[START THE DATA]

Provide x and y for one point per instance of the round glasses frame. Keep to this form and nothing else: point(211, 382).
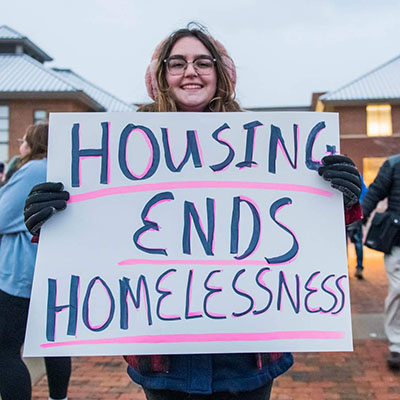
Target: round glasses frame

[END THE DATA]
[START THE DATA]

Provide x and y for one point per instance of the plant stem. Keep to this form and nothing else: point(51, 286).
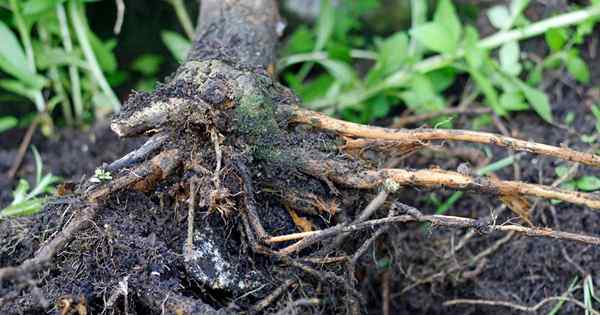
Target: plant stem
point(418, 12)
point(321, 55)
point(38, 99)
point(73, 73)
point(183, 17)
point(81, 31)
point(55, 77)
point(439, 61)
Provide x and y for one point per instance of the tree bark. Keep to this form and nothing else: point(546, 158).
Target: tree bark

[END THE DATA]
[START THE DATA]

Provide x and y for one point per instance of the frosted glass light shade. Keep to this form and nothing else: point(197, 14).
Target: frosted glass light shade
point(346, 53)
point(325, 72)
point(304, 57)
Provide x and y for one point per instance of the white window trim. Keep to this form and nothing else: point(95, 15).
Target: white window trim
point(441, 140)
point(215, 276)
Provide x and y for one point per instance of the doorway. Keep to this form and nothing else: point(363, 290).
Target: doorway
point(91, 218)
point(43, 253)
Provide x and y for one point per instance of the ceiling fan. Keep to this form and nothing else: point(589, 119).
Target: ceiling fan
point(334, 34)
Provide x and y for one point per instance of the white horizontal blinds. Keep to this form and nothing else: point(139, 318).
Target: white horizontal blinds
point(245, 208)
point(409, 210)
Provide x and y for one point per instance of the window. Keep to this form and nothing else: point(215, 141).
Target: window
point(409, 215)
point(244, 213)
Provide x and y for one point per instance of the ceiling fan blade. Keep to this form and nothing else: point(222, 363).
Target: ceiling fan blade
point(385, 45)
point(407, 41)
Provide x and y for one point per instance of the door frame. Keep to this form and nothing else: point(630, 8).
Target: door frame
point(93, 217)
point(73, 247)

[END THE DATA]

Convert the records between the lines holding "else: point(95, 15)." and "point(244, 213)", inclusive, into a two-column CSV headed "instruction" and "response". Give one row for each record, with its text and its answer each in a single quoted field and line breaks changed to spaces.

instruction,response
"Provide x and y for one point per instance of the white window trim. Keep to this form and nothing else: point(95, 15). Target: white window trim","point(441, 140) point(215, 276)"
"Provide x and y for one point per instance of the doorway. Keep to this form and nothing else: point(363, 290). Target: doorway","point(91, 218) point(43, 253)"
"Provide x and y for one point per instance of the ceiling fan. Keep to this form and nothing else: point(589, 119). Target: ceiling fan","point(334, 34)"
"Provide x and y for one point per instance of the white horizontal blinds. Keep to this form and nothing else: point(139, 318). Target: white horizontal blinds","point(245, 208) point(409, 210)"
"Provide x and y for one point per instance of the window. Keep to this form and nothing else: point(215, 141). Target: window","point(409, 215) point(244, 213)"